Skip to content

tidbcloud/lake-jdbc

Repository files navigation

TiDB Cloud Lake JDBC

Apache License 2.0 lake-jdbc

Highlights

  • Lake-specific interfaces to stream files into tables or stages with loadStreamToTable, uploadStream, and downloadStream.
  • Temporal APIs use session timezone to avoid depending on JVM default zone and support modern java.time.

Prerequisites

The TiDB Cloud Lake JDBC driver requires Java 8 or later. If the minimum required version of Java is not installed on the client machines where the JDBC driver is installed, you must install either Oracle Java or OpenJDK.

Installation

Maven

Add following code block as a dependency

<dependency>
    <groupId>com.tidbcloud</groupId>
    <artifactId>lake-jdbc</artifactId>
    <version>0.4.6</version>
</dependency>

Build from source

Note: build from source requires Java 11+, Maven 3.6.3+

cd lake-jdbc
mvn clean install -DskipTests

Testing

Start the local integration test environment from tests/Makefile:

cd tests
make up
make test

The default make test command runs lake-jdbc tests only.

═══

--- SET TASKS ---
1 > Translate this sentence from the TiDB Cloud Lake JDBC page into Spanish: "The TiDB Cloud Lake JDBC driver requires Java 8 or later."
2 > Pick up the TiDB Cloud Lake JDBC page after its final sentence and write a brief next passage that continues it.

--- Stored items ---
═══

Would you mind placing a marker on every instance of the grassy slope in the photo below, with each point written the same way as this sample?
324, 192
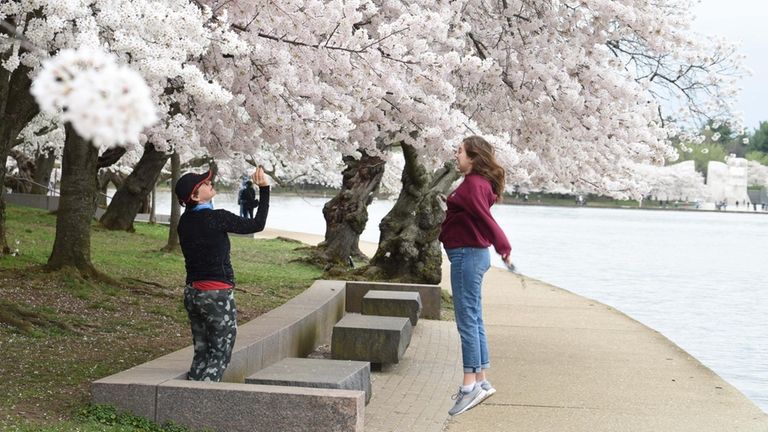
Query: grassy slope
59, 332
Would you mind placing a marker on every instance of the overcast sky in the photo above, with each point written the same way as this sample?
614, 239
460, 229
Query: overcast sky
745, 22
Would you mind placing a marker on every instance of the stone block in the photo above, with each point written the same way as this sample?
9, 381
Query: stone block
371, 338
317, 373
250, 407
393, 303
134, 389
429, 294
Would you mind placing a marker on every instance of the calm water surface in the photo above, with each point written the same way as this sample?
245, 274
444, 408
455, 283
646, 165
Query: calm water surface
699, 278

═══

--- THE REPLIES ---
1 > El controlador JDBC de TiDB Cloud Lake requiere Java 8 o posterior.

2 >
Run integration tests with Arrow

To run tests with Arrow result pages, set LAKE_JDBC_TEST_QUERY_RESULT_FORMAT=arrow:

cd tests
make test LAKE_JDBC_TEST_QUERY_RESULT_FORMAT=arrow TEST_MVN_ARGS='-Dgroups=IT -DexcludedGroups=FLAKY'

When Arrow mode is enabled through make test, the required JVM options are added automatically:

--add-opens=java.base/java.nio=ALL-UNNAMED
-Dio.netty.tryReflectionSetAccessible=true

If you run Maven directly instead of make test, you must set both the Arrow test environment variable and the JVM options yourself:

JAVA_TOOL_OPTIONS='--add-opens=java.base/java.nio=ALL-UNNAMED -Dio.netty.tryReflectionSetAccessible=true' \
LAKE_JDBC_TEST_QUERY_RESULT_FORMAT=arrow \
mvn -pl lake-jdbc test -Dgroups=IT -DexcludedGroups=FLAKY

CI note:

  • Standalone Test runs the regular suite and an extra Arrow IT pass.
  • Cluster Tests runs the regular suite and an extra Arrow IT pass for each cluster matrix entry.

Download jar from maven central

You can download the latest version of the lake-jdbc driver here.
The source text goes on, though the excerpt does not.